*WHAT TO PRODUCE*
All lines of the entries with "coat" in them must be listed.

START MATERIAL SHOWN

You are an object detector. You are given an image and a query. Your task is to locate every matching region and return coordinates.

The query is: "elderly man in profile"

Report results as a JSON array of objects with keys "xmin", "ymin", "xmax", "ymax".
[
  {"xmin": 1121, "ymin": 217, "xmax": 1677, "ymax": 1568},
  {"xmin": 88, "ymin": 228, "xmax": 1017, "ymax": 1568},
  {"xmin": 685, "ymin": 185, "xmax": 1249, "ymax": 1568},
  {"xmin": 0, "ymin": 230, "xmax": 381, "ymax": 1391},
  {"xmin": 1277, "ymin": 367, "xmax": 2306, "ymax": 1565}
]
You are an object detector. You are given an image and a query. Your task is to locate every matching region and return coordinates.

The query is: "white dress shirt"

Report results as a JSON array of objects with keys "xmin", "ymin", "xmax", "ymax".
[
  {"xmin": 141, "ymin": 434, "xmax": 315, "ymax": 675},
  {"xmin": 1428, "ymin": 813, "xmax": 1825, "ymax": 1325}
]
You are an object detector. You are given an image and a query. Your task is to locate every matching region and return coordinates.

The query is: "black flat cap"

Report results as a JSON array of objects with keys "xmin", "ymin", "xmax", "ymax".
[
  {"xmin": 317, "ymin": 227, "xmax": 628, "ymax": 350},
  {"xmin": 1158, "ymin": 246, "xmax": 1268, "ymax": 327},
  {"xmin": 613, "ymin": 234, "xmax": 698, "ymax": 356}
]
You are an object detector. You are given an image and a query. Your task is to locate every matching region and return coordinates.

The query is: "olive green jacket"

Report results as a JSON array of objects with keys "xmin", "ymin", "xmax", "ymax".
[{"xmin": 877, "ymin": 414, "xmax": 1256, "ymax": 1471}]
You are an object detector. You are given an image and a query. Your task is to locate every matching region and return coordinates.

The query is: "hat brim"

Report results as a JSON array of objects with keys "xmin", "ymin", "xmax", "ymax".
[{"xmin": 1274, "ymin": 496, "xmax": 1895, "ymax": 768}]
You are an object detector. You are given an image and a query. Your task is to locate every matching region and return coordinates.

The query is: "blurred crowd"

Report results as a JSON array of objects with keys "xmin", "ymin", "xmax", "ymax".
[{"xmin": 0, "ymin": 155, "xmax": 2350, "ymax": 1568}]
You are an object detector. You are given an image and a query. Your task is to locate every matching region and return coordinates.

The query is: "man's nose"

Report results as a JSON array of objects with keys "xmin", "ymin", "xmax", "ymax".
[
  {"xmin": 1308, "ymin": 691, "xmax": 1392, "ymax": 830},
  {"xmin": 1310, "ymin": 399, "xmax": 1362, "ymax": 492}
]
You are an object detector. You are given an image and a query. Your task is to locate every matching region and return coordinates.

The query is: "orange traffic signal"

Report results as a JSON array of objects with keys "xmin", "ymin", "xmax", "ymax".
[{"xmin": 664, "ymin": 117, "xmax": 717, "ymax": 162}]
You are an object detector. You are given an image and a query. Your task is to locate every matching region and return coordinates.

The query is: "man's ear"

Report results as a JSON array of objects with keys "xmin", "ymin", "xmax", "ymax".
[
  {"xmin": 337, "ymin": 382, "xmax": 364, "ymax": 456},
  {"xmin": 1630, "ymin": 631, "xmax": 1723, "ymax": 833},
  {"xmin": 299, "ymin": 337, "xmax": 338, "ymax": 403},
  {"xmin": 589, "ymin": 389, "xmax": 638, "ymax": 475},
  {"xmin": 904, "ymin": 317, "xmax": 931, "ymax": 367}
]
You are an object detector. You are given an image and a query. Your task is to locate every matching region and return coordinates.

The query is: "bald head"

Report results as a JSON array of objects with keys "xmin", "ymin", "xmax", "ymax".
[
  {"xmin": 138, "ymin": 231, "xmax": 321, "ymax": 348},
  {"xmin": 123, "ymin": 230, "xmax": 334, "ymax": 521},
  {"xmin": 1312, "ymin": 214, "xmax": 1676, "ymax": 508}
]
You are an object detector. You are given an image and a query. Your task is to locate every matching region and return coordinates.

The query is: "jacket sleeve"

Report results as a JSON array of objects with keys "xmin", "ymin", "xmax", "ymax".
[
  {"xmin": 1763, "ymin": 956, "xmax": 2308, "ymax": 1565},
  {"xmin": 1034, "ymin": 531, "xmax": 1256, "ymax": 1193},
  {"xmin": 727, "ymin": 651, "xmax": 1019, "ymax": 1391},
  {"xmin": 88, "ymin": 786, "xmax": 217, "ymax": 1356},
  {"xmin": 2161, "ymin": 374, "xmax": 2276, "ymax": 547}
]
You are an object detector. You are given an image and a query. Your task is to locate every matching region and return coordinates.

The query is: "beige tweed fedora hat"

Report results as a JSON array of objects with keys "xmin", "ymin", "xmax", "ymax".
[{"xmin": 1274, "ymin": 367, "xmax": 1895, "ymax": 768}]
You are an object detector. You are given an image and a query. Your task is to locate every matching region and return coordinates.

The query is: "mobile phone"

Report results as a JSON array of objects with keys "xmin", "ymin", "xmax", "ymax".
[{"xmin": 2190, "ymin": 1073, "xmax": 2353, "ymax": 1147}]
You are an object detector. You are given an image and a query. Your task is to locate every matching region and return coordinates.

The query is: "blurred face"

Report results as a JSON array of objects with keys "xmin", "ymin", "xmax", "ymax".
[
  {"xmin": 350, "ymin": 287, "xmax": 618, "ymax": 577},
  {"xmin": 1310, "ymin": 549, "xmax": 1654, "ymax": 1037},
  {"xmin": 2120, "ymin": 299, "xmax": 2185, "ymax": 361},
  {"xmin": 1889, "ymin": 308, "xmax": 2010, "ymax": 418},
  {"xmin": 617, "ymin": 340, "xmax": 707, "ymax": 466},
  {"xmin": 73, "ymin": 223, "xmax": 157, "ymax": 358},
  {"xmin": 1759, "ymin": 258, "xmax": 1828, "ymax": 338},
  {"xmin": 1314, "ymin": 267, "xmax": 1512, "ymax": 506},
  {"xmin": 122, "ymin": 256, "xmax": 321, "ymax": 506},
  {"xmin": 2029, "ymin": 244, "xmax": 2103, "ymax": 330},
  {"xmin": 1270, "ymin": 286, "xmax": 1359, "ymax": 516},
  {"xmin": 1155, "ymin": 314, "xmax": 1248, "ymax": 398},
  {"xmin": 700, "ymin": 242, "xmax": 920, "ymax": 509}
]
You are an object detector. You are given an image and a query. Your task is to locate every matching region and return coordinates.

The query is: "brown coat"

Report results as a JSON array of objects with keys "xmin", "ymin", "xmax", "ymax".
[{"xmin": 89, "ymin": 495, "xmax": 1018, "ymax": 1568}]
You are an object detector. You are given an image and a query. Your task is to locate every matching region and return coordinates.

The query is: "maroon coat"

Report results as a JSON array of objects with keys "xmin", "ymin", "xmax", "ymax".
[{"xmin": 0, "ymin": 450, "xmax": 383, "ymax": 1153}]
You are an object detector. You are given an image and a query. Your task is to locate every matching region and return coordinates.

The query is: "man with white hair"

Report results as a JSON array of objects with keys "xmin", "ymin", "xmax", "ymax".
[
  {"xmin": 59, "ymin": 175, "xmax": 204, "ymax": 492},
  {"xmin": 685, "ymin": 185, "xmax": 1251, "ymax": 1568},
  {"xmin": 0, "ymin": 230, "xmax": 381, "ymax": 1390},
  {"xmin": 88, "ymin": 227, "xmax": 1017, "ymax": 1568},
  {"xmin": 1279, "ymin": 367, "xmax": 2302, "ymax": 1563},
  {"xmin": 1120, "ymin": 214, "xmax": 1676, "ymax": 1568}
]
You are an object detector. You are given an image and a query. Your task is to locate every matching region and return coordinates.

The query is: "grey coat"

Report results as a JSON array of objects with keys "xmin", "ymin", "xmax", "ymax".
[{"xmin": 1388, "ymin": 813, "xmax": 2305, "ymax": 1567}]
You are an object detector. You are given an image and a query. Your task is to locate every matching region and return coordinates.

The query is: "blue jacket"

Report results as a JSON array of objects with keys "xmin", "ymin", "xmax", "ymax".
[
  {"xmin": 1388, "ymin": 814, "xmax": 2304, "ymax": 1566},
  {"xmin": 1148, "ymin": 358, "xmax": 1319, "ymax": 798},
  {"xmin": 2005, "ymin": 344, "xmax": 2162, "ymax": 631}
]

END MATERIAL SHOWN

*PROBLEM SOLUTION*
The query is: "brown coat"
The query is: "maroon coat"
The query is: "grey coat"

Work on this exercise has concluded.